Extract

University of Vienna: “Hot” graphene shows migration of carbon atoms

The migration of carbon atoms on the surface of the nanomaterial graphene was recently measured for the first time. Although the atoms are moving too fast to be observed directly with an electron microscope, their influence on the material’s stability could now be determined indirectly while the material was heated on a microscopic hot plate. The study by researchers at the Faculty of Physics at the University of Vienna was published in the journal Carbon.

Carbon is an essential element for all known life and occurs in nature primarily as graphite or diamond. Over the past few decades, materials scientists have created many new forms of carbon, including fullerenes, carbon nanotubes, and graphene. Graphene in particular is the subject of intense research, not only because of its salient properties, but also because it is particularly well suited for experimentation and modelling. However, some fundamental processes have not yet been measured, including the movement of carbon atoms on its surface. This random movement is the atomic origin of the phenomenon of diffusion.

Diffusion (from the Latin “diffundere”: spreading out, scattering) refers to the natural movement of particles such as atoms or molecules in gases, liquids or solids. This phenomenon ensures an even distribution of oxygen and salt in the atmosphere and in the oceans. In the technical industry, it is of central importance for steel production, lithium-ion batteries and fuel cells, to name just a few. In materials science, diffusion at the surface of solids explains how certain catalytic reactions occur and how many crystalline materials, including graphene, are grown.

The diffusion rate at the surface generally depends on the temperature: the warmer it is, the faster the particles diffuse. By measuring this speed at different temperatures, one can in principle determine the energy barrier that describes how easily (in this case) atoms can move from one place on the surface to the next. However, this is not possible if the atoms do not stay in place long enough, as is the case with carbon atoms on graphene. Therefore, our understanding has so far relied on computer simulations. The new study overcomes this difficulty by indirectly measuring their effect while heating the material on a microscopic hot plate in an electron microscope.

Study material
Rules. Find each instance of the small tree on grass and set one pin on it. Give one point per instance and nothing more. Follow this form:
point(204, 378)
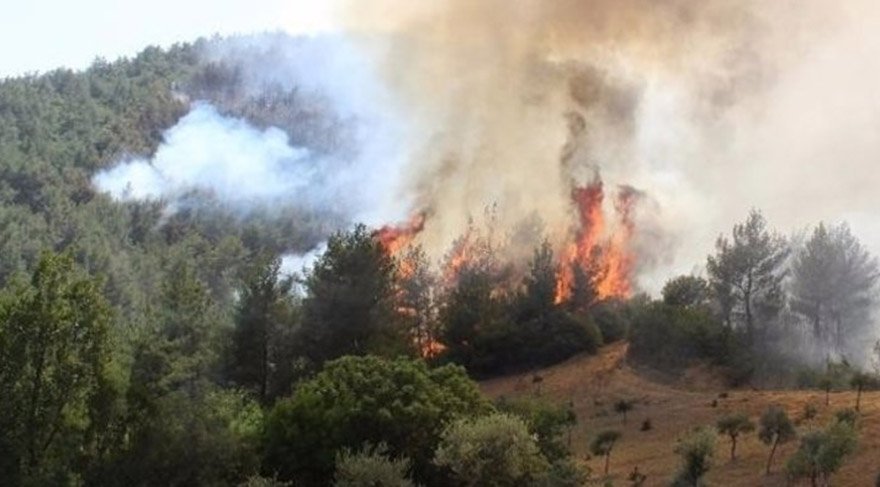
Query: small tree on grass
point(734, 425)
point(826, 383)
point(776, 428)
point(495, 450)
point(822, 453)
point(810, 413)
point(696, 451)
point(624, 406)
point(848, 416)
point(861, 381)
point(603, 444)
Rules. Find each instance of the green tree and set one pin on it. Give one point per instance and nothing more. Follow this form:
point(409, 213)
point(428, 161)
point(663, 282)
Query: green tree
point(546, 420)
point(775, 428)
point(686, 291)
point(348, 308)
point(860, 381)
point(834, 282)
point(262, 342)
point(822, 453)
point(733, 425)
point(416, 300)
point(54, 373)
point(746, 274)
point(358, 400)
point(495, 450)
point(603, 444)
point(371, 467)
point(696, 451)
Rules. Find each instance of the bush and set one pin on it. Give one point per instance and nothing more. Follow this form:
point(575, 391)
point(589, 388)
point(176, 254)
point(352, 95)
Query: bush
point(822, 453)
point(848, 416)
point(547, 421)
point(610, 319)
point(696, 451)
point(360, 400)
point(495, 450)
point(371, 467)
point(671, 337)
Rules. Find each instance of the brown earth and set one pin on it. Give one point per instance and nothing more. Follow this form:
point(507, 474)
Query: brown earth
point(593, 383)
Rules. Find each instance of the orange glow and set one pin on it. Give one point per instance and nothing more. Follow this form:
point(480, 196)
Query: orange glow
point(606, 258)
point(394, 238)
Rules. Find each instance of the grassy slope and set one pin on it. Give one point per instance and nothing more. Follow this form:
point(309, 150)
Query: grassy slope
point(593, 383)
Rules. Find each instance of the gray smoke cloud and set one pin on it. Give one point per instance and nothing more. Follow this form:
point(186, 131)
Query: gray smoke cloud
point(709, 107)
point(257, 167)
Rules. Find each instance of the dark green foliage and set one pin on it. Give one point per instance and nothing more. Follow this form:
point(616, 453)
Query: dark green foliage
point(822, 453)
point(834, 282)
point(686, 292)
point(672, 337)
point(548, 422)
point(491, 335)
point(371, 467)
point(263, 340)
point(610, 319)
point(495, 450)
point(696, 451)
point(348, 309)
point(733, 425)
point(848, 416)
point(623, 407)
point(775, 428)
point(746, 275)
point(603, 445)
point(357, 400)
point(861, 381)
point(56, 391)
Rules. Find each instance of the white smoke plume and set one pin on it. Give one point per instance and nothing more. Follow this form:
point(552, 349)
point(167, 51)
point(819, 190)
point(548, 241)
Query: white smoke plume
point(250, 168)
point(710, 107)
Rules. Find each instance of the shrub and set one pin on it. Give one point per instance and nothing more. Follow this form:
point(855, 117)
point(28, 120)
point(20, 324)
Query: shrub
point(360, 400)
point(603, 445)
point(775, 428)
point(495, 450)
point(696, 451)
point(371, 467)
point(611, 322)
point(822, 453)
point(547, 421)
point(734, 425)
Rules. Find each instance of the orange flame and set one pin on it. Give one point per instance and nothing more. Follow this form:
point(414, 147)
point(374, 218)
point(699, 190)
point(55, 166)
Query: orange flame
point(607, 260)
point(394, 238)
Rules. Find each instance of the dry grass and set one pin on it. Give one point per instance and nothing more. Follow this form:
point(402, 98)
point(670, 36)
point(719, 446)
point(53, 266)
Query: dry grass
point(592, 384)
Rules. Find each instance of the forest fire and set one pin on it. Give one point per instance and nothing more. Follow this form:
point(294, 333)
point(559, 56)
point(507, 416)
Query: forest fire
point(604, 259)
point(395, 238)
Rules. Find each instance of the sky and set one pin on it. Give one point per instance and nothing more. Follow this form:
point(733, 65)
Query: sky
point(40, 35)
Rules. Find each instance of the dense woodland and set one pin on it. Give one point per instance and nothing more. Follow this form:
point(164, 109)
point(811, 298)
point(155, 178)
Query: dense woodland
point(145, 347)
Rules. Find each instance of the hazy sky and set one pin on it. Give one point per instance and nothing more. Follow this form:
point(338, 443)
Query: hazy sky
point(39, 35)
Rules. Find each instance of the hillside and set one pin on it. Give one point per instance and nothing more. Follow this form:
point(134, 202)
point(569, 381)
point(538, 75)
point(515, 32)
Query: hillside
point(593, 383)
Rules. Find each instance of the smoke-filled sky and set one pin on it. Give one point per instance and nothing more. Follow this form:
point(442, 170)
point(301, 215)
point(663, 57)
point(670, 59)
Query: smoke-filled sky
point(710, 107)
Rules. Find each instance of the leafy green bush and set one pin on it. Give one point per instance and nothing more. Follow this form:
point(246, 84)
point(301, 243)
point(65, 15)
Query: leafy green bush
point(696, 451)
point(547, 421)
point(357, 400)
point(371, 467)
point(495, 450)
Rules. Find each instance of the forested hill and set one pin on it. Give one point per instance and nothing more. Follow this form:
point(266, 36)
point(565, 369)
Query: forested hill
point(58, 129)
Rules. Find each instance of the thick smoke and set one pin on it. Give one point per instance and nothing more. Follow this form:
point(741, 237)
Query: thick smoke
point(710, 107)
point(346, 168)
point(707, 107)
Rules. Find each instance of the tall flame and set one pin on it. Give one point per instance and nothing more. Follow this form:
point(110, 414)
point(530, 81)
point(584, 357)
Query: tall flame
point(606, 259)
point(395, 238)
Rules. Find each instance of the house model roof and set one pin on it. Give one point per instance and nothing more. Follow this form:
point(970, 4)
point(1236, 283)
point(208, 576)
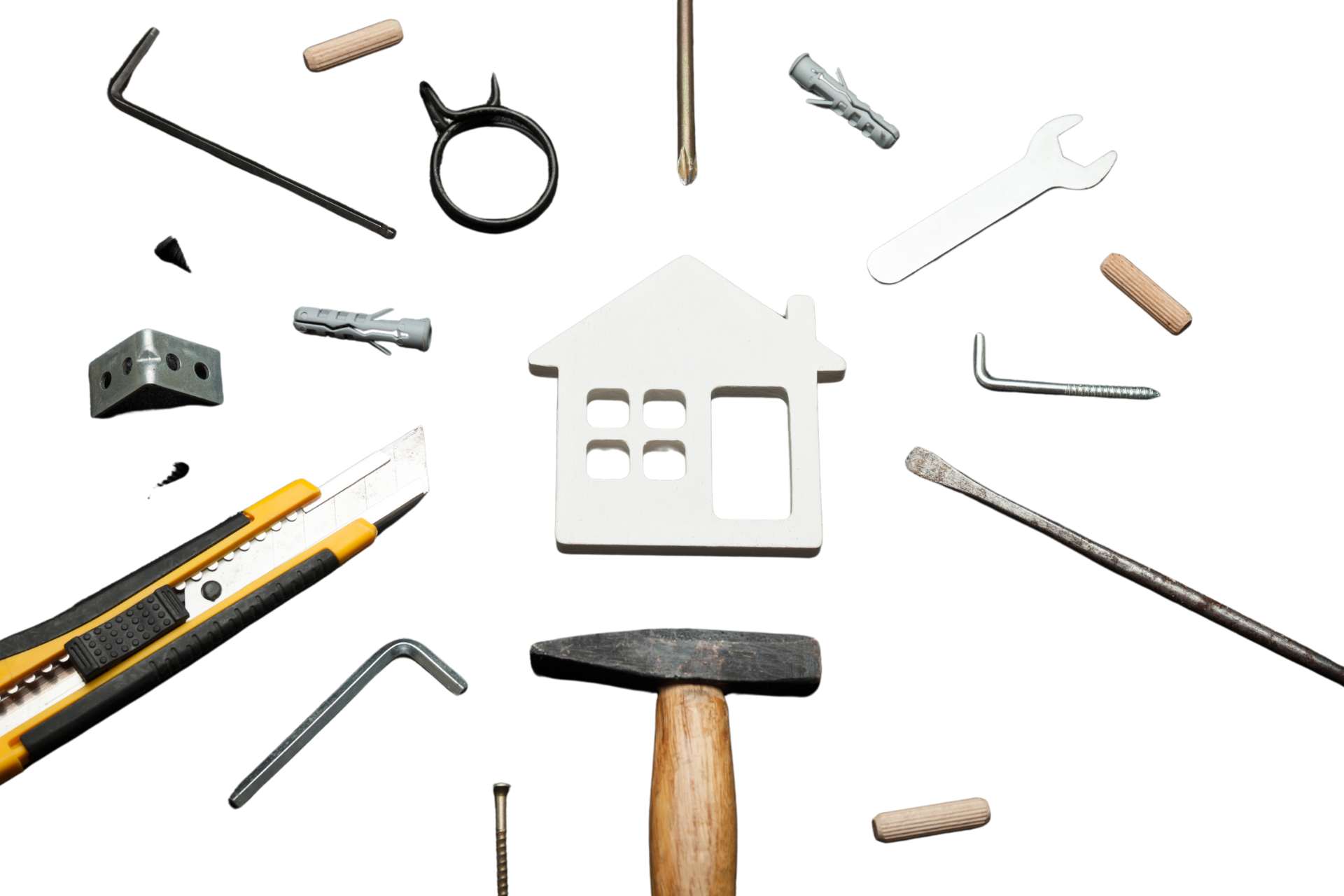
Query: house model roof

What this exercise asks
1. Copy the graphene article from "The diffusion rate" up to and including "an electron microscope.".
2. Please carry on the graphene article from the point where it stops.
The material can be ignored.

Answers to each task
1.
The diffusion rate at the surface generally depends on the temperature: the warmer it is, the faster the particles diffuse. By measuring this speed at different temperatures, one can in principle determine the energy barrier that describes how easily (in this case) atoms can move from one place on the surface to the next. However, this is not possible if the atoms do not stay in place long enough, as is the case with carbon atoms on graphene. Therefore, our understanding has so far relied on computer simulations. The new study overcomes this difficulty by indirectly measuring their effect while heating the material on a microscopic hot plate in an electron microscope.

2.
By visualizing the atomic structure of graphene with electrons, and occasionally ejecting atoms, the researchers were able to determine how fast the carbon atoms on the surface must be moving to explain the filling of the resulting holes at elevated temperatures. Thus, by combining electron microscopy, computer simulations and an understanding of the interaction between image formation and diffusion, an estimate for the energy barrier could be determined. “After careful analysis, we were able to determine a value of 0.33 electron volts, slightly lower than expected,” says first author Andreas Postl.

The study is also an example of a happy accident in research. The team’s initial goal was to measure the temperature dependence of radiation damage from electrons. “Honestly, it wasn’t what we originally set out to study. However, such discoveries in science often happen when you persistently investigate small but unexpected details,” summarizes senior author Toma Susi.

The work of the Vienna team was supported by the European Research Council (ERC) within the framework of the European Union’s research and innovation program Horizon 2020 (Grant agreement No. 756277-ATMEN) and by the Vienna Doctoral School in Physics (VDS-P).